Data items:
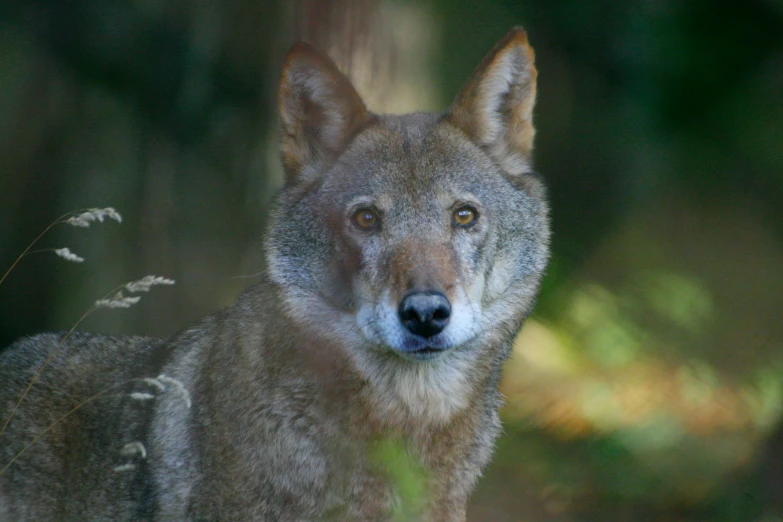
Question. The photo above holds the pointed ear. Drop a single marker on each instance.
(495, 109)
(320, 111)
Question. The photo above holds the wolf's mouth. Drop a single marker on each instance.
(426, 353)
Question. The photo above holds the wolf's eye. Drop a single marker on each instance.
(365, 219)
(465, 216)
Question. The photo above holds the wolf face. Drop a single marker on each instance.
(417, 240)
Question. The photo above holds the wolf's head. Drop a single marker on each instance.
(417, 241)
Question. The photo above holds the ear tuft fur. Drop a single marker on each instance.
(495, 109)
(320, 111)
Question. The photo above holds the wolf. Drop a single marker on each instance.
(358, 379)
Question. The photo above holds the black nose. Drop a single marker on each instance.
(425, 313)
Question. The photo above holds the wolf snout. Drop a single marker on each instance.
(425, 313)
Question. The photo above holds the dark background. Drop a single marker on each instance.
(647, 386)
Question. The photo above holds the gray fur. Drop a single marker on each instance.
(272, 409)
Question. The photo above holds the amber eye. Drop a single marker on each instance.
(465, 216)
(365, 219)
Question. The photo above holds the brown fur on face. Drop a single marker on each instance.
(273, 409)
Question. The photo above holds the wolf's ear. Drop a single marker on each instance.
(495, 109)
(320, 111)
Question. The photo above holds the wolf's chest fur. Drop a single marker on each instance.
(403, 255)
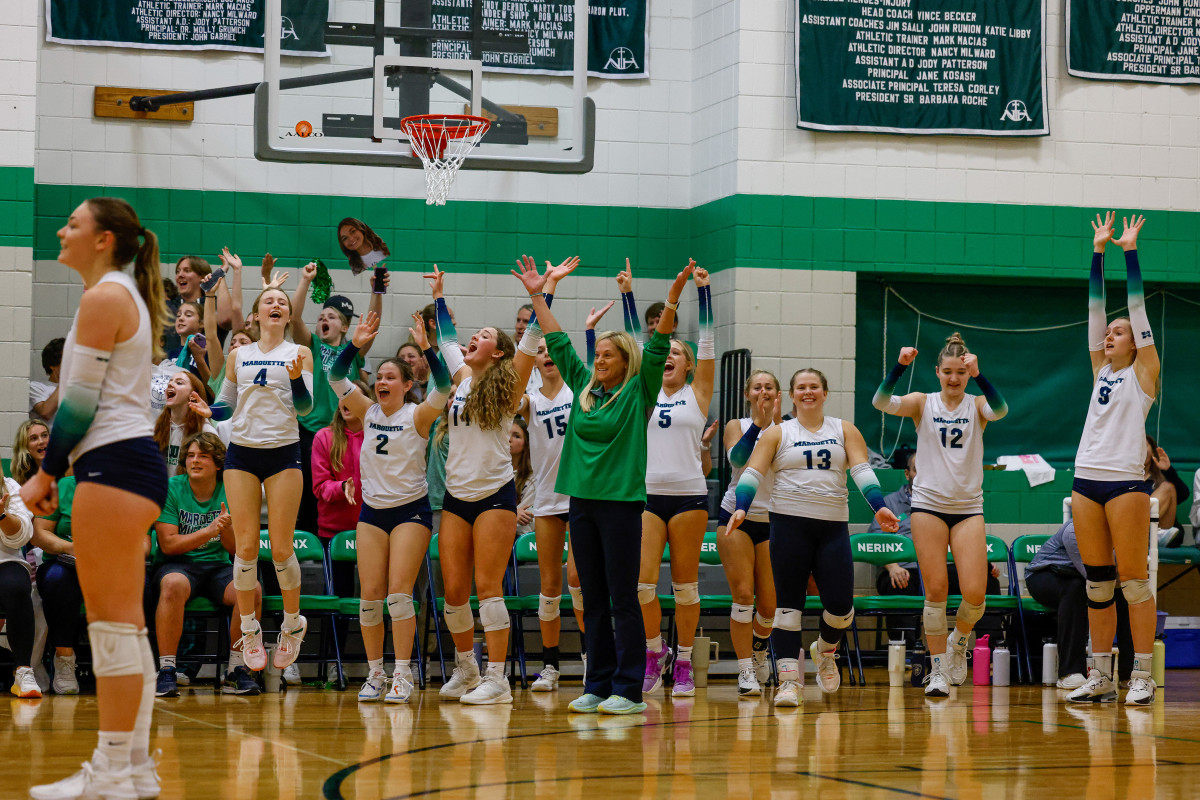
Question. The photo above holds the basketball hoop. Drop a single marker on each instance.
(443, 142)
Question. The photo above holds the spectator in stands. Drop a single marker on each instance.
(43, 397)
(1055, 578)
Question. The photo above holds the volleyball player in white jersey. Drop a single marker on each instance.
(947, 498)
(809, 510)
(395, 521)
(677, 499)
(103, 432)
(1110, 497)
(268, 385)
(745, 554)
(479, 519)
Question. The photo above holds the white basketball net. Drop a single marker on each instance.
(443, 142)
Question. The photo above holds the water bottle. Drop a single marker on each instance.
(982, 661)
(895, 662)
(1049, 663)
(1000, 665)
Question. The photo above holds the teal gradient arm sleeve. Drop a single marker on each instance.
(996, 405)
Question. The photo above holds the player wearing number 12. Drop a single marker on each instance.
(947, 497)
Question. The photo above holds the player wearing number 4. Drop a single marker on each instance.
(809, 456)
(1110, 497)
(395, 521)
(947, 498)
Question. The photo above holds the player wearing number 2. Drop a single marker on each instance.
(947, 497)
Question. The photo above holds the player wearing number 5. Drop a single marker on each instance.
(268, 386)
(947, 497)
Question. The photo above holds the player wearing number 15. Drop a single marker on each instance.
(947, 497)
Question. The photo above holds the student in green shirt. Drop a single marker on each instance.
(603, 470)
(196, 541)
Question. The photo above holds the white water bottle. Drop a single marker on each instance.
(1000, 665)
(1049, 663)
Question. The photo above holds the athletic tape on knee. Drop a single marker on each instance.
(400, 607)
(934, 618)
(838, 620)
(370, 613)
(547, 607)
(492, 614)
(1137, 590)
(1102, 584)
(739, 613)
(115, 649)
(288, 572)
(687, 594)
(969, 614)
(459, 619)
(789, 619)
(245, 575)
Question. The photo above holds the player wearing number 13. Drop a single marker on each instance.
(947, 497)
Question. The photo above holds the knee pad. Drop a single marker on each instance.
(1102, 584)
(839, 621)
(245, 575)
(934, 619)
(687, 594)
(1137, 590)
(459, 619)
(969, 614)
(115, 649)
(789, 619)
(370, 613)
(400, 607)
(492, 614)
(288, 572)
(739, 613)
(547, 607)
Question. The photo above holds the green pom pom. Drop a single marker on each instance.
(322, 284)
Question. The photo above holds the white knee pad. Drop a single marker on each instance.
(245, 575)
(370, 613)
(739, 613)
(492, 614)
(1137, 590)
(969, 614)
(547, 607)
(934, 618)
(840, 621)
(288, 572)
(687, 594)
(789, 619)
(459, 619)
(115, 649)
(400, 607)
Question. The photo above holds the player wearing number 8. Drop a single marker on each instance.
(947, 497)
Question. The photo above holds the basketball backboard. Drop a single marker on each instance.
(522, 64)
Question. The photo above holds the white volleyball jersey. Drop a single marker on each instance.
(265, 416)
(761, 505)
(810, 471)
(124, 408)
(479, 462)
(1114, 443)
(547, 427)
(949, 457)
(672, 445)
(391, 463)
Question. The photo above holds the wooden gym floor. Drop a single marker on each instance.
(861, 743)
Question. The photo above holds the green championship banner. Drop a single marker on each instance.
(617, 35)
(186, 24)
(973, 67)
(1155, 41)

**Task objective**
From the line with "Question. The photo above holds the wooden" through the end of the records, swap "Drop" for "Place" and leave every other part of those lines unchanged.

**Response below**
Question. The photo above holds the wooden gym floor. Place a single marker on each instance.
(861, 743)
Question. The photo above holds the green championship banner. Place a single marker on each instance.
(617, 35)
(186, 24)
(973, 67)
(1155, 41)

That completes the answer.